— Given exercise —
Copy every row below word for word, each line in its original order.

— Stored records —
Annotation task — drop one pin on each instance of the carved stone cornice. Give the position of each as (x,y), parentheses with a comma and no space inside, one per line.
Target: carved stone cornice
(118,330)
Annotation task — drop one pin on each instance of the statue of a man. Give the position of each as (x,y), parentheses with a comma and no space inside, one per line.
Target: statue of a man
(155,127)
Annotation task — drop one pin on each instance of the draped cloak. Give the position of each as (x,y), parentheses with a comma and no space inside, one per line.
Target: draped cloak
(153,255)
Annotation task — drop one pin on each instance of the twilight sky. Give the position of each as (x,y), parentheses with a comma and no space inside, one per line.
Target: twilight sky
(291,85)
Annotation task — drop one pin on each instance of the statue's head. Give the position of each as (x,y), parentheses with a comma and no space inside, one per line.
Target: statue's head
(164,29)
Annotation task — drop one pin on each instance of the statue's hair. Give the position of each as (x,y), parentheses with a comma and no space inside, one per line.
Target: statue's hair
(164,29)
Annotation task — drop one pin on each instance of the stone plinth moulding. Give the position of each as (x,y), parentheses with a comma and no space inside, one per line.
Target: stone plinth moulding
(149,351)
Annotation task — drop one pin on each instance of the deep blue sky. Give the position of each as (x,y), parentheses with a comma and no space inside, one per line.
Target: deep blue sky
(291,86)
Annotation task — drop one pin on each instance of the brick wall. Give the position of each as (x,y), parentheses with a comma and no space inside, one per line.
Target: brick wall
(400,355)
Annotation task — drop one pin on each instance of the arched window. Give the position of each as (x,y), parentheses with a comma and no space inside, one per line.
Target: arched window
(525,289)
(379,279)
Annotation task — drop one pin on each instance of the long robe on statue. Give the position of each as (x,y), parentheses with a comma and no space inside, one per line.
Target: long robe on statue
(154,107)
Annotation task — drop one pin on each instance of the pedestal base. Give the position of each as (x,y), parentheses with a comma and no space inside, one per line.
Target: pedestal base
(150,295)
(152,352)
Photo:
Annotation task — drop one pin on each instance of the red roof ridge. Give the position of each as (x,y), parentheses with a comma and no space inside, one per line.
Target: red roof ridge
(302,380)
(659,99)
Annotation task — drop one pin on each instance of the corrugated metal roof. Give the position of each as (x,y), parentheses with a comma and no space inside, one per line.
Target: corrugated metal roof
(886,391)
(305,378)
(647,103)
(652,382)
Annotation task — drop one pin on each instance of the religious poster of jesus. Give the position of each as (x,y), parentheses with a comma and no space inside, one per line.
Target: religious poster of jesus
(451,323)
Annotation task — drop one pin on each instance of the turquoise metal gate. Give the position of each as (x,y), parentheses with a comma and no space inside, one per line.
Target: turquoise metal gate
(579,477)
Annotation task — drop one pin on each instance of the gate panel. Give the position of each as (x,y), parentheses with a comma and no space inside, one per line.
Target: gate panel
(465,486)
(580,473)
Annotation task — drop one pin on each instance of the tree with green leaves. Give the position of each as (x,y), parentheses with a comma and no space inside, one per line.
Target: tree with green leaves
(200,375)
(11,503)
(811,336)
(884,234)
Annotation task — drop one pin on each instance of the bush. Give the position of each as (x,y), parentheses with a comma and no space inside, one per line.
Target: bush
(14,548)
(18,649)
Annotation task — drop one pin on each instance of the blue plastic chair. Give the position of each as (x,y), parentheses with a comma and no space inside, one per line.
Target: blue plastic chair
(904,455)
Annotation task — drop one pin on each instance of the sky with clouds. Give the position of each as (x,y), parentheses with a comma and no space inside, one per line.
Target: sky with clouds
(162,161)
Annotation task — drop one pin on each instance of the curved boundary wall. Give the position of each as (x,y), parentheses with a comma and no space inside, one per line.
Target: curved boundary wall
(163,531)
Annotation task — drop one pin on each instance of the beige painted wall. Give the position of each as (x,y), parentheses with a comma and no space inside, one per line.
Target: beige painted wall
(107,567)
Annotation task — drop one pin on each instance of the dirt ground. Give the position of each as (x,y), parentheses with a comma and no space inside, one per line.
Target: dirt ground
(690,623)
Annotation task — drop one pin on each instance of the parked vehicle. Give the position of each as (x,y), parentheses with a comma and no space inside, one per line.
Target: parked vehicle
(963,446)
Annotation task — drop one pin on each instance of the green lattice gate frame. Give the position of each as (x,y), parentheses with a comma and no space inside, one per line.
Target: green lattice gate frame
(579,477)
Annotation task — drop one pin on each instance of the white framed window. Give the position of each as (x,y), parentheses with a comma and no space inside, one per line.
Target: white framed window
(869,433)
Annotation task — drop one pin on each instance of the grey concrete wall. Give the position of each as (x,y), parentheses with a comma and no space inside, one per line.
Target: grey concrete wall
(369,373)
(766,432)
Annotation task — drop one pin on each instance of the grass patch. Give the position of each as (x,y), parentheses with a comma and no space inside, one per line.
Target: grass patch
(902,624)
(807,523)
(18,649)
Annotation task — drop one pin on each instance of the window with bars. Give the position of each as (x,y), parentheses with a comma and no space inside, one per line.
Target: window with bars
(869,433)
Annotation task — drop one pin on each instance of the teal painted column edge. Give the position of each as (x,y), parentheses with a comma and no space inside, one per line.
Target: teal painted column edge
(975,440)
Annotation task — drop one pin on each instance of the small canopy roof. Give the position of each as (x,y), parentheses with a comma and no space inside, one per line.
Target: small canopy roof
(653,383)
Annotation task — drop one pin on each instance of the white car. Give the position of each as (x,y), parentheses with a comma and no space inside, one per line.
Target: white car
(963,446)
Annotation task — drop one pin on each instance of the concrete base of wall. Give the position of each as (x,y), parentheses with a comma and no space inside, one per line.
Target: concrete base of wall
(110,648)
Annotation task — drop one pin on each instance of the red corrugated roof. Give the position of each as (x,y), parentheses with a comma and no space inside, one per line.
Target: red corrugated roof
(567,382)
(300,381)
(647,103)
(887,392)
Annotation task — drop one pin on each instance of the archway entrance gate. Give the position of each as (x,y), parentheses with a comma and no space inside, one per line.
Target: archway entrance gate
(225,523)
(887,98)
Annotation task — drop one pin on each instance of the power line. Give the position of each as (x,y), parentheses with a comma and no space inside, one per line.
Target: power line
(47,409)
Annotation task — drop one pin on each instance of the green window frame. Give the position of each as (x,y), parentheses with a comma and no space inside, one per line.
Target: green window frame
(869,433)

— Output of the exercise —
Annotation task — drop one pin on each instance of the carved stone cornice. Give the position of each as (x,y), parentheses with a comma and no space inside, one per line.
Target: carved stone cornice
(118,330)
Annotation task — drop one pin on each instance of the statue of a man. Give the position of each as (x,y), parentheses with a comma and no space inside, one per line.
Target: statue of a man
(155,127)
Annotation task — drop one pin on each instance of the draped cloak. Give the position of each as (x,y), parentheses with a comma and no space inside, one per line.
Target: draped cloak
(153,255)
Annotation task — drop one pin on each instance of the twilight sky. Give the position of each as (x,y), parentheses with a comma and no space inside, one per line.
Target: twilight sky
(291,85)
Annotation task — drop one pin on each instance of the statue's head. Give the position of each as (x,y), parentheses with a comma and no space inside, one per line.
Target: statue's head
(164,29)
Annotation task — drop one pin on each instance of the statue's hair. Give the position of each as (x,y), parentheses with a comma and no space inside, one per line.
Target: statue's hair
(164,29)
Annotation task — drop one pin on each instance of the stone plinth moulding. Give the position of each as (x,y), parentheses with a comma and no space inside, one per line.
Target: stone plinth moulding
(149,351)
Annotation task — drop one pin on each instance of the deep blue sky. Give the position of each as (x,y), parentheses with a comma and no space inside, one per line.
Target: deep blue sky
(291,86)
Annotation task — drop one pin on each instance of the brick wall. Give the position of each as (x,y), parentheses with a comma and no space inside, one per line.
Target: brick wall
(400,355)
Annotation task — drop one pin on each instance of the arched window. Give the position of each as (x,y), parentheses with a comma and no space inside, one per line.
Target: arched window
(525,289)
(379,279)
Annotation task — drop one pin on each instance of the long robe on statue. Give the position of each as (x,y), parentheses with a comma and no space inside, one per line.
Target: long robe on statue
(154,107)
Annotation task — drop one pin on each instance of the pedestal base. Give the position of each as (x,y), parentheses with a comma and no space inside, one per line.
Target: pedestal base
(150,295)
(152,352)
Photo:
Annotation task — drop one pin on each instance of the red roof ridge. Give the position of each as (x,y), parentheses with a comma and no space inside, one per line.
Target: red roof ridge
(302,380)
(659,99)
Annotation task — drop one pin on each instance of the corrugated metal roof. Give the position of each as (x,y), parentheses with a comma and no space inside, one per line.
Target: corrugated metal roof
(886,391)
(305,378)
(647,103)
(652,382)
Annotation task — drop one pin on each instance of the religious poster of jesus. Give the position of each as (x,y), parentheses with a comma and no space inside, one per line.
Target: religious poster of jesus
(451,323)
Annotation task — drop one pin on each instance of the turquoise metal gate. Give the position of each as (x,y), parentheses with a comma and no space inside, one per line.
Target: turquoise metal gate
(579,477)
Annotation task — drop one pin on each instance of the gate panel. Give the position of each as (x,y), parentheses with a comma and no space inside, one per line.
Target: gate panel
(465,486)
(580,473)
Annotation task — drop one pin on each instance of the tree with green leaves. Give the position of each as (x,y), parentheses with a comma and no space inside, one per line.
Target: tree with green leaves
(200,375)
(11,503)
(811,336)
(884,234)
Annotation task — drop one pin on each instance of the bush. Give the position of each as (x,y), parentheses with a comma and no space inside, one per line.
Target: bush
(14,548)
(18,649)
Annotation task — drop one pin on each instance of the blue plastic chair. Give the position of each as (x,y), parentheses with a comma and no space inside, one per line.
Target: blue plastic chair
(904,455)
Annotation task — drop one pin on each instance of the sky with clouds. Give the position of each as (x,y), parentheses with a comma and no space inside, one per line.
Target: sky with clouds
(162,161)
Annotation task — drop one pin on each instance of the curved boundary wall. Give the position of each as (x,y), parentheses with a comma and no space inside, one per line.
Target: curved boundary wall
(163,531)
Annotation task — drop one pin on each instance of the beige painted wall. Give the position of each as (x,y), parentheses with a comma and no space inside, one per line.
Target: beige painted wall
(107,567)
Annotation task — drop one pin on each instance of the dirt ground. Give the position of each as (x,y), parentheses with a comma and no space inside, one per line.
Target: dirt ground
(690,623)
Annotation task — drop one pin on each instance of the parked vehicle. Give the position of each as (x,y), parentheses with a comma and no space inside, one per line.
Target: parked vehicle
(963,446)
Annotation task — drop one pin on each instance of the green lattice gate frame. Give the position of each as (x,y), parentheses with a comma and no space inside, one per line.
Target: green lattice gate frame
(579,477)
Annotation task — drop one pin on each instance of the white framed window. Give the position of each as (x,y), parentheses with a comma and no space inside, one per line.
Target: white framed window
(869,433)
Annotation task — drop one pin on each instance of the grey concrete wall. Give the position of each as (x,y), parentheses with a comma and no space inside, one per line.
Target: grey concrete wall
(369,373)
(766,432)
Annotation task — drop one pin on each instance of the grass patch. Give the position of each as (x,y), parentheses with a comma and no space inside, one per line.
Target: grass patch
(902,624)
(807,523)
(18,649)
Annotation task — drop one pin on each instance of the window with bars. Give the position of each as (x,y), parentheses with a comma and no space inside, one per line.
Target: window with bars
(869,433)
Annotation task — drop one pin on each instance of the teal painted column edge. Give the position of each as (x,y), parentheses with a comma and no space inside, one per line.
Target: teal painted column edge
(975,440)
Annotation task — drop one pin on each instance of the small canopy roof. Give the position of each as (x,y), parentheses with a comma and no space inside, one per line.
Target: small canopy roof
(653,383)
Annotation task — drop one pin on each instance of the white car. Give the position of each as (x,y), parentheses with a comma and no space inside, one per line.
Target: white car
(963,446)
Annotation task — drop one pin on each instance of the concrete base of wall. Give the position of each as (x,y), parentheses with a comma and no space inside, one per line.
Target: concrete base of wall
(110,648)
Annotation task — drop one pin on each instance of the red corrugated roof. Give the position of each as (x,y), parentheses with a comma and no space inside, one per line.
Target: red corrugated roof
(567,382)
(300,381)
(647,103)
(887,392)
Annotation task — drop one pin on each instance of the archway entrance gate. Give the position of each as (x,y), parentheses with a comma and no space inside, one per line.
Target: archway entrance gate
(225,523)
(887,98)
Annotation task — drop one pin on each instance of the power line. Give the position of each as (x,y), parentheses with a comma and no space inside, one per line.
Target: power line
(47,409)
Annotation task — drop one pin on each instance of the green window frame. Give the position of each as (x,y), parentheses with a comma and no space inside, one per line.
Target: green window frame
(869,433)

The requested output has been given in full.